Reading passage:
────────────────────

# 3 Mobile Broadband Problems this evening



## Yeager (21 Oct 2009)

Anyone else having problems? Mine is not working well this evening very poor siginal (usually very strong) and on a go slow/not working at all.

Anyone else having issues these evening or is it an isolated case?


----------



## vandriver (22 Oct 2009)

I've noticed that the internet (3.5g) on my three phone goes very slow at around 8 o'clock some evenings.Actually so slow that I get timed out on most links.It seems to come back again at nine-ish


----------



## packard (22 Oct 2009)

Mabe i'm miles off on this one, but i really think that the weather has something to do with it. On a nice day it warps for me, and on a horrible heavy raining day it tends to slow. Maybe a coincidence, but you never know


----------



## Guest128 (22 Oct 2009)

I'd say thats due to the increase in contention due to increased people using it when its wet weather rather than the weather itself!


----------



## so-crates (23 Oct 2009)

Had a fun evening last night, spent ages on the phone talking with Meena (sp?) in India trying to sort out some issues I was having with my 3 broadband (and I'd like to compliment her,  she stayed beyond the end of her shift -I only knew that because I asked what time she was working to, she hadn't volunteered it - to help me and was nothing but pleasant and helpful), finally got that one sorted and then a short while later started noticing an issue with connectivity ... again.... rang back again - didn't catch the guys name - and he checked if there were any known issues in the area. He said that there was a problem and that is was being worked on. It seems that there is an upgrade underway and that caused issues last night.


----------

────────────────────

Short problem 1: Reproduce the records from the line with "of the catamaran" up to and including the last line of the records, and leave the pictures out of your copy.

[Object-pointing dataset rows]
────────────────────

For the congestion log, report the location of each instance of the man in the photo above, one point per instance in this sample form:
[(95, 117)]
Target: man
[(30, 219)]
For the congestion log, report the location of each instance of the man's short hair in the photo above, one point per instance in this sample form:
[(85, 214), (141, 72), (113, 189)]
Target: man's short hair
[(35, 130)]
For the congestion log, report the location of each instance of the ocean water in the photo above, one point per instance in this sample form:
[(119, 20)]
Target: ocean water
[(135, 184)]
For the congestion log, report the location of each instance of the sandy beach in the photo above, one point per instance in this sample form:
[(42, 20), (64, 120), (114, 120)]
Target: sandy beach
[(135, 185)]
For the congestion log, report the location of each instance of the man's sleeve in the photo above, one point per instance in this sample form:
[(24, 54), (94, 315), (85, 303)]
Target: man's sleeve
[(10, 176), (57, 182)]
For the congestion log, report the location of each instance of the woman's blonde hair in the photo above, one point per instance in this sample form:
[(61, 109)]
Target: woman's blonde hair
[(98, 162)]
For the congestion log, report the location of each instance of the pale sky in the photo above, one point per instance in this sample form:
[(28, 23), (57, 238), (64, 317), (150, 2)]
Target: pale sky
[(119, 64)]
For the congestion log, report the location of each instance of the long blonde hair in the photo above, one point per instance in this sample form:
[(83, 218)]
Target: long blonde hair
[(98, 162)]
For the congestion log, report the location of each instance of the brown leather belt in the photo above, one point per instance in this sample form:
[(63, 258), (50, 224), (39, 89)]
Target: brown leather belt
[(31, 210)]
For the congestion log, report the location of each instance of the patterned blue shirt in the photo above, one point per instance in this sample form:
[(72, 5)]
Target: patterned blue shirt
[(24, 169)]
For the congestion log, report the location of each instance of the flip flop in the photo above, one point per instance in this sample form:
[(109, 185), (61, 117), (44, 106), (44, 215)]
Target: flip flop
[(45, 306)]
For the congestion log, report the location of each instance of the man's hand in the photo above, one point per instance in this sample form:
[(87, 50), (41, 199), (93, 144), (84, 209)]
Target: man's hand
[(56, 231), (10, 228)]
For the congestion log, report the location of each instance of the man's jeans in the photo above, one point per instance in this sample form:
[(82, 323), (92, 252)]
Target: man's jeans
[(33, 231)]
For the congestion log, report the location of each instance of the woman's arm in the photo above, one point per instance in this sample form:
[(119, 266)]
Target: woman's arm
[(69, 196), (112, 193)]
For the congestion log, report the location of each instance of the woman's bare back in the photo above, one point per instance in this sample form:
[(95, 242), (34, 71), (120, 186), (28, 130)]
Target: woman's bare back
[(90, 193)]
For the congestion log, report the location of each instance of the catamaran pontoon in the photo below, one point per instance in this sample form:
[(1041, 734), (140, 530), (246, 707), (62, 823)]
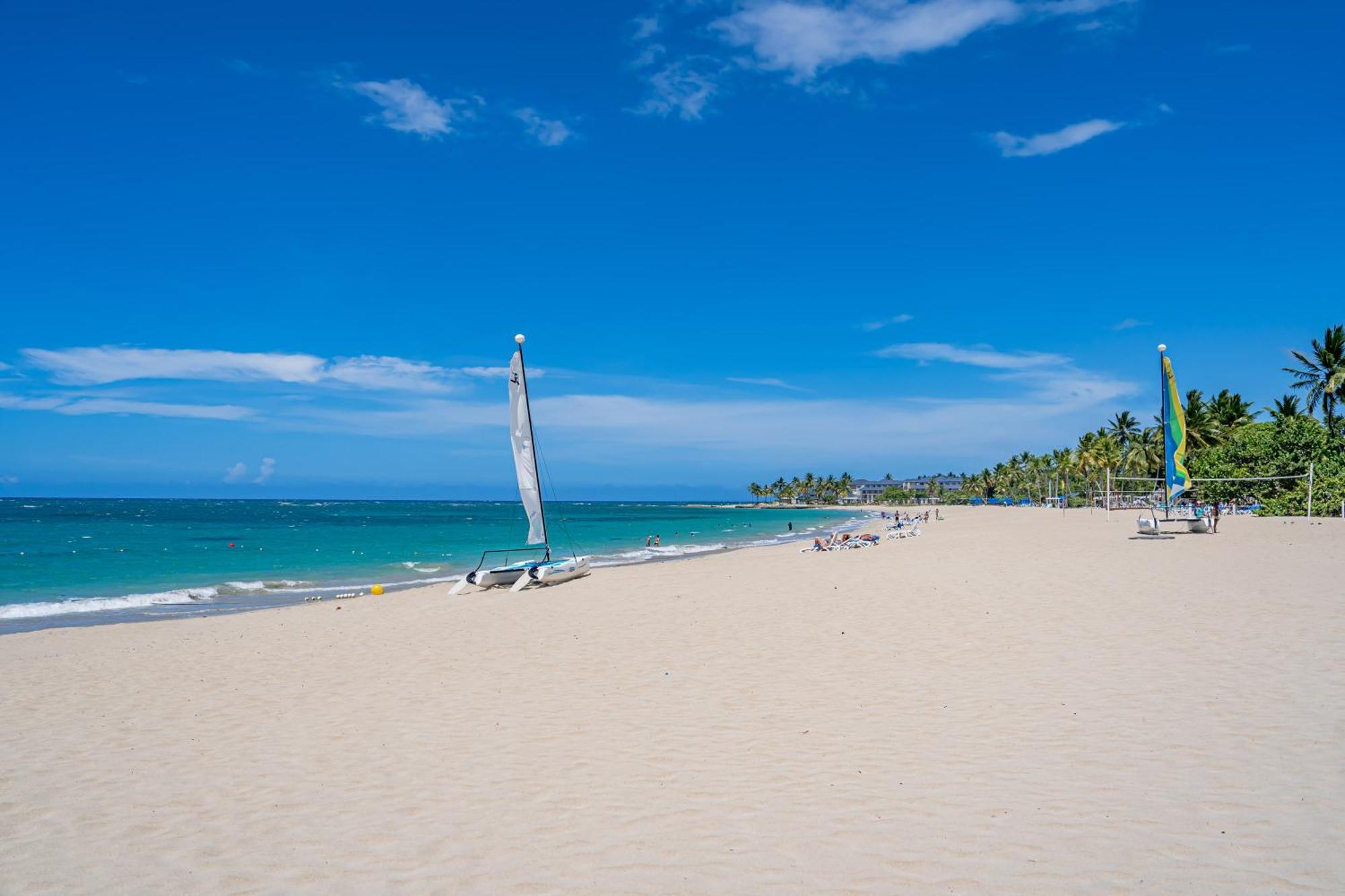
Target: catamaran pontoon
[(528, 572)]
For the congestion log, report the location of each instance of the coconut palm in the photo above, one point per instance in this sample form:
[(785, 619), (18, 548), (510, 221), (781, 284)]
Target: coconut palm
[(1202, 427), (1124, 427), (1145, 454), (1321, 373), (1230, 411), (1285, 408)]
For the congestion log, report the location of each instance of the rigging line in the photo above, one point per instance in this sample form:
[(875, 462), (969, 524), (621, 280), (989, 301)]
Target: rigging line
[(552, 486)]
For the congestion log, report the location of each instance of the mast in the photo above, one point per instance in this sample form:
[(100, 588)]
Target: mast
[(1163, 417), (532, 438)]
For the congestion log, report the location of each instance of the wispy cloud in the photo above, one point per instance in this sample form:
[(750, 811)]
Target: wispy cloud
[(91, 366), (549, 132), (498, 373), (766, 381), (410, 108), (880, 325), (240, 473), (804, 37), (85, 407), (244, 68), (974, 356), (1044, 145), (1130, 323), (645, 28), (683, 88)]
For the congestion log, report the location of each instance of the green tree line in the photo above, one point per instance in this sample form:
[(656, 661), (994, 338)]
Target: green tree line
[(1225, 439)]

────────────────────

Short problem 2: Based on the broadband thread, state whether each statement agrees with it: (a) vandriver says the phone's internet slows around 8 o'clock some evenings and recovers at about nine. (b) Guest128 blames the wet weather itself for the slowdown. (c) Meena told so-crates on her own that she was staying past the end of her shift.

Response 1:
For the congestion log, report the location of each instance of the catamaran pontoon in the photo below, one point per instance in this sample form:
[(1041, 734), (140, 530), (246, 707), (62, 823)]
Target: catamaran pontoon
[(528, 572)]
For the congestion log, report the location of each instance of the coconut palm in the photo above, one point per instance in this sample form:
[(785, 619), (18, 548), (510, 221), (781, 284)]
Target: coconut palm
[(1202, 427), (1124, 427), (1145, 454), (1321, 373), (1230, 411), (1285, 408)]
For the congestion log, report the location of each instance of the rigging line in the photo above, one point per instance in this sample form:
[(875, 462), (969, 524), (621, 280), (989, 301)]
Target: rigging line
[(552, 486)]
For the congestion log, report the location of each instance of the mast in the photo above, one point per instance in this sample form:
[(100, 588)]
Target: mast
[(1163, 417), (532, 438)]
For the congestion log, report the location of each instance of the wispy cloud in the photo above, one point per instance in this sample form:
[(750, 811)]
Target: wispy cloud
[(91, 366), (549, 132), (498, 373), (766, 381), (410, 108), (880, 325), (240, 473), (804, 37), (85, 407), (244, 68), (974, 356), (1044, 145), (1130, 323), (645, 28), (683, 88)]
For the congestion log, report the location of each instance of the green tree line in the photo above, one point per instance in this sample form:
[(656, 661), (994, 338)]
Target: green tree line
[(1225, 439)]

Response 2:
(a) Yes: "goes very slow at around 8 o'clock some evenings" and "It seems to come back again at nine-ish"
(b) No: "due to increased people using it when its wet weather rather than the weather itself!"
(c) No: "I only knew that because I asked what time she was working to, she hadn't volunteered it"